GIVEN EXERCISE
Reproduce the stretch of the listing below, from the line containing "Teacher note: indicate the leafy" through the end of the listing, without changing a character.

RECORD SET
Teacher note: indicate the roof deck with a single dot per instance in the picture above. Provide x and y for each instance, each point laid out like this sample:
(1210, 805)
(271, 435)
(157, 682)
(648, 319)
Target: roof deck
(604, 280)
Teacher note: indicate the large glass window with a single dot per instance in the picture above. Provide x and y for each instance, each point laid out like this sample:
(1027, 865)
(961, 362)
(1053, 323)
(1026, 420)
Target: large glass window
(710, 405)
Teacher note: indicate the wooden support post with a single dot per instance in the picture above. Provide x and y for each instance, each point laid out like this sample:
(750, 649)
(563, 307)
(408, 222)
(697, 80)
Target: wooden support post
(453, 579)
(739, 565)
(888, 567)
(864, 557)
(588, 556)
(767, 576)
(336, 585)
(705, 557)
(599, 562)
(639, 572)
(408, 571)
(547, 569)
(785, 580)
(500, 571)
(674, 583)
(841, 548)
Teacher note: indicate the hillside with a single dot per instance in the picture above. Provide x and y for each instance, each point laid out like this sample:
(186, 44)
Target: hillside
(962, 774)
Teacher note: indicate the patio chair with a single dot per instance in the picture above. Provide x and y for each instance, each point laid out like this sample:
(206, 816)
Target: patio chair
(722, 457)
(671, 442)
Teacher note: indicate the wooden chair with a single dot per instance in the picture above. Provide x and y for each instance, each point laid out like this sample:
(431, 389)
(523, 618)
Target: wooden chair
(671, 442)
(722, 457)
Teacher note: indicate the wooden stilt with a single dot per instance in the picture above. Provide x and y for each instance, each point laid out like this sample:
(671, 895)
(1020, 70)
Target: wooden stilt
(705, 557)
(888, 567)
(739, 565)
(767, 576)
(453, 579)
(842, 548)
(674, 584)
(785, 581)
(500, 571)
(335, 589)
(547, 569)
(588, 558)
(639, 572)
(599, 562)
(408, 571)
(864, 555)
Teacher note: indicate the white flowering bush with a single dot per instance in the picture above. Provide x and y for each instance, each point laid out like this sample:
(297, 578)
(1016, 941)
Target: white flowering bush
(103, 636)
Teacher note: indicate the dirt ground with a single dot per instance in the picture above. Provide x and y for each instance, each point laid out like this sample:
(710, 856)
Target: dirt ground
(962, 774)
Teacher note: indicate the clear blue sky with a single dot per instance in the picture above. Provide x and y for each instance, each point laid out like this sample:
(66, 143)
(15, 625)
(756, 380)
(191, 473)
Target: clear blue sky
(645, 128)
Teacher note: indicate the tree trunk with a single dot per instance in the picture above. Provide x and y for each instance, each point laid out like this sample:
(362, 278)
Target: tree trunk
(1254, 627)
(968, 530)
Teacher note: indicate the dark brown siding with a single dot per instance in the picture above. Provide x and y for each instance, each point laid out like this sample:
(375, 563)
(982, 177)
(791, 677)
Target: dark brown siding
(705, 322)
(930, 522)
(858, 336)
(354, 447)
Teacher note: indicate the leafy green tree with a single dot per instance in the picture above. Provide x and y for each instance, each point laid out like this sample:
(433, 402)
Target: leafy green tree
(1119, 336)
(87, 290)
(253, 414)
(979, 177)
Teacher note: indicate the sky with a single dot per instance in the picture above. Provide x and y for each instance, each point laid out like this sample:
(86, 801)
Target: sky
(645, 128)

FINISHED TASK
Teacher note: indicate the leafy green tree with a single dot per instance in the picture above. Provide x and y for each instance, each point laid out like this sample:
(433, 402)
Target: leafy green tree
(1119, 336)
(87, 290)
(253, 414)
(979, 177)
Teacher note: indicate the sky with a single dot per instance in the picture above. Provide x and y for each instance, each point laid out like this sample:
(86, 801)
Target: sky
(645, 128)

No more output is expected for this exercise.